Texte fourni:
Chers auditeurs, chers paroissiens,
Ce culte radiodiffusé a ce matin une couleur bien particulière qui est à mettre en lien avec l’événement que nous commémorons aujourd’hui : à savoir le dimanche de la Réformation. En effet, s’il est un élément particulier sur lequel les Réformateurs, tant Luther que Calvin, ont beaucoup insisté, c’est le retour de la musique au peuple chrétien : c’est-à-dire, faire chanter l’ensemble des fidèles, y compris les femmes. Calvin mettra en exergue en particulier les psaumes, ces chants issus de la tradition juive que Dieu met dans la bouche des fidèles pour chanter sa gloire. Voilà pourquoi, ce matin, l’ensemble de ce culte met si fortement en avant les psaumes.
Pour bien saisir le contexte de ce qui nous paraît aujourd’hui évident, il faut savoir qu’au début du 16ème siècle la musique n’était quasiment que religieuse et elle était chantée en latin par des religieux ou par la schola, ce choeur de jeunes garçons. Le chant, largement polyphonique et harmonique, était l’apanage de « professionnels ». L’assemblée assistait à la messe, mais n’y participait pas. Les Réformateurs ont voulu spécifiquement que les fidèles puissent louer Dieu par eux-mêmes. Et pour ce faire, le chant d’Eglise va subir de profondes et nombreuses transformations au niveau des textes et de la musique. Pour faire chanter l’assemblée des fidèles, premièrement, il faut des chants en langue du peuple, pour que ce dernier puisse tout simplement comprendre les paroles. Les Réformateurs vont donc s’atteler à un gros travail de traduction, là en allemand, ici en français.

Liste des tâches:
a: Pour chacune des affirmations suivantes, indiquez par oui ou par non si elle s'accorde avec le texte sur la Réforme et le chant, et citez les mots du texte qui tranchent. (i) Au début du XVIe siècle, l'assemblée participait au chant pendant la messe. (ii) Calvin a mis en avant en particulier les psaumes. (iii) Les Réformateurs ont entrepris un travail de traduction en allemand et en français.
b: Renvoyez mot pour mot le passage du texte sur la Réforme et le chant qui va de « Chers auditeurs, chers » jusqu'à « avant les psaumes. ».
c: Reprenez, s'il vous plaît, le texte sur la Réforme et le chant là où il s'arrête.

Extraits des données:
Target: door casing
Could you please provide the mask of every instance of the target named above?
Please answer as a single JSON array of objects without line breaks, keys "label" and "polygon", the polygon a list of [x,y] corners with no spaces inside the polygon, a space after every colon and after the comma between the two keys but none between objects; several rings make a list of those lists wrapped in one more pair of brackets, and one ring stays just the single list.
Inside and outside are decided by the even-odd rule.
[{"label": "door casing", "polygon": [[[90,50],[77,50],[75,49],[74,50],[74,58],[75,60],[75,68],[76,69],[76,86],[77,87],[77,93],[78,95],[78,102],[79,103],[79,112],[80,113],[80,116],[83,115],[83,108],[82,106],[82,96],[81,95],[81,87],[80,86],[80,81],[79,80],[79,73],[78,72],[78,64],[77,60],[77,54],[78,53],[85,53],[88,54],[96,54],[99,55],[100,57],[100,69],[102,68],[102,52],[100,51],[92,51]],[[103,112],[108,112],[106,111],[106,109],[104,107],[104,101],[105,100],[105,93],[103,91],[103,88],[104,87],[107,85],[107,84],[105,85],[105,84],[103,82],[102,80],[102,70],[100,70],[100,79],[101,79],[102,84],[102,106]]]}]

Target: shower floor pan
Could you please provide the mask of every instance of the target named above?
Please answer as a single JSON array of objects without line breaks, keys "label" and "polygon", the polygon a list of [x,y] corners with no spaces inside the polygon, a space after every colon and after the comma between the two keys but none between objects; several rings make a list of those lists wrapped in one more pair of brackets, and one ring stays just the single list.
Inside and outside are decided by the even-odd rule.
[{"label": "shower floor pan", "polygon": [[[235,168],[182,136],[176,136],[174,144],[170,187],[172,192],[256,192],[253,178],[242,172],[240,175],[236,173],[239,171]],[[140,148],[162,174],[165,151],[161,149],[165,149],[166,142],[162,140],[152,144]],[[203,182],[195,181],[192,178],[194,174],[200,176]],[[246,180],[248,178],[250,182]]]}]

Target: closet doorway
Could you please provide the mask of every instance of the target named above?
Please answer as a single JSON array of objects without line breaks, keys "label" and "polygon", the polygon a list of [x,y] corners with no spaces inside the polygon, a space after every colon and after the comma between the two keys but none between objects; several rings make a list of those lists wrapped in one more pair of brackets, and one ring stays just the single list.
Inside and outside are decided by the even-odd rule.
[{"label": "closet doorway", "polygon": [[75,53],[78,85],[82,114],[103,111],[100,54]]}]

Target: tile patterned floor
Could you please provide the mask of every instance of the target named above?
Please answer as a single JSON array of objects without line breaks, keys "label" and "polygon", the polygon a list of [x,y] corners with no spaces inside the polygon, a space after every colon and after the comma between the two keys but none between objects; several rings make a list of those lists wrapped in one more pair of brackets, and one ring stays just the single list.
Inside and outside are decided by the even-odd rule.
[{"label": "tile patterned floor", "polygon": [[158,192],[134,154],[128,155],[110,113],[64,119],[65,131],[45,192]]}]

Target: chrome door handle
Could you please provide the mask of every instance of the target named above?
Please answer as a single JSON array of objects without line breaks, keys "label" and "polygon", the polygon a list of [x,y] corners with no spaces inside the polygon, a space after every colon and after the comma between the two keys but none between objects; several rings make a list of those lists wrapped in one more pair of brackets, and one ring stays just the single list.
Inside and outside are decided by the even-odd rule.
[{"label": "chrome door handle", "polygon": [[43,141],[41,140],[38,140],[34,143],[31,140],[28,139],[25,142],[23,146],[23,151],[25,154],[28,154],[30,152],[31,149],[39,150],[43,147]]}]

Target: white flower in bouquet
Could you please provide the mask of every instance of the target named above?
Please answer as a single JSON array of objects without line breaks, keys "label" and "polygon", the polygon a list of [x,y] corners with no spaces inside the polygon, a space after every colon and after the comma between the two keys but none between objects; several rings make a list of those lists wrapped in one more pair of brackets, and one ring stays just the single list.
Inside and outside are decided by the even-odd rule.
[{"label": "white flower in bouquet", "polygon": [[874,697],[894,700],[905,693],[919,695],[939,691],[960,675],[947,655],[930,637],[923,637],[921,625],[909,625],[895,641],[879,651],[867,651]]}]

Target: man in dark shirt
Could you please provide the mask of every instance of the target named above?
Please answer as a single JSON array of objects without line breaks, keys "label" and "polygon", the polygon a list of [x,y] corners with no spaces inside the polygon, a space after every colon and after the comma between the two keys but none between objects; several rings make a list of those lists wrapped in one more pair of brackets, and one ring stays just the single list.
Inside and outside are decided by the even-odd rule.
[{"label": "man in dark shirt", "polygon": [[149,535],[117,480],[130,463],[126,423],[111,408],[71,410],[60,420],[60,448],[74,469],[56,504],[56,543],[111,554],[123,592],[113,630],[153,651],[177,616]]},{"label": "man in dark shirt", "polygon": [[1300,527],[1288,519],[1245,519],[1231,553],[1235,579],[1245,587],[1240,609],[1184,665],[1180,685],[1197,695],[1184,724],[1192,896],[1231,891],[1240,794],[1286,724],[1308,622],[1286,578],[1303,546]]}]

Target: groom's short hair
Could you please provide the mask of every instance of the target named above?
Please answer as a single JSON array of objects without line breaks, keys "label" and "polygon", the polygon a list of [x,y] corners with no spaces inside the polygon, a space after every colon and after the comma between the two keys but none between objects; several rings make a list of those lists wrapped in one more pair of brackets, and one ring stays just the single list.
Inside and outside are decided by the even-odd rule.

Ensemble des réponses:
a:
(i) Non : « L’assemblée assistait à la messe, mais n’y participait pas. »
(ii) Oui : « Calvin mettra en exergue en particulier les psaumes »
(iii) Oui : « Les Réformateurs vont donc s’atteler à un gros travail de traduction, là en allemand, ici en français. »

b:
Chers auditeurs, chers paroissiens,
Ce culte radiodiffusé a ce matin une couleur bien particulière qui est à mettre en lien avec l’événement que nous commémorons aujourd’hui : à savoir le dimanche de la Réformation. En effet, s’il est un élément particulier sur lequel les Réformateurs, tant Luther que Calvin, ont beaucoup insisté, c’est le retour de la musique au peuple chrétien : c’est-à-dire, faire chanter l’ensemble des fidèles, y compris les femmes. Calvin mettra en exergue en particulier les psaumes, ces chants issus de la tradition juive que Dieu met dans la bouche des fidèles pour chanter sa gloire. Voilà pourquoi, ce matin, l’ensemble de ce culte met si fortement en avant les psaumes.

c:
Mais il faudra également adapter les textes pour qu’ils puissent être chantés. On va donc les mettre en strophes sous forme de poésie métrique, c'est-à-dire avec un certain nombre de pieds ou syllabes auxquels vont correspondre des notes de musique. Finalement, la mélodie elle-même va devoir être au service du texte et non l’inverse : elle va soutenir par sa prosodie les accents toniques de la langue.
Toutefois, entre Luther et Calvin, on observe une grande différence qui fait aujourd’hui la richesse d’un recueil comme le Psaumes et Cantiques. Luther aimait la musique et en a même composé. Comme il le disait lui-même : «Dieu annonce l’Evangile aussi par la musique.» Luther veut mettre le Christ au centre du culte. Mais il manque cruellement de chants s’appuyant sur des épisodes du Nouveau Testament. Il va donc composer ou faire composer de nouveaux chants prêchant l’incarnation, la croix ou la résurrection. Ce sont les fameux chorals luthériens. Le plus fameux des compositeurs luthériens s’appelle Jean Sébastien Bach. Le plus célèbre choral est de la main-même de Luther et s’intitule : «C’est un rempart que notre Dieu».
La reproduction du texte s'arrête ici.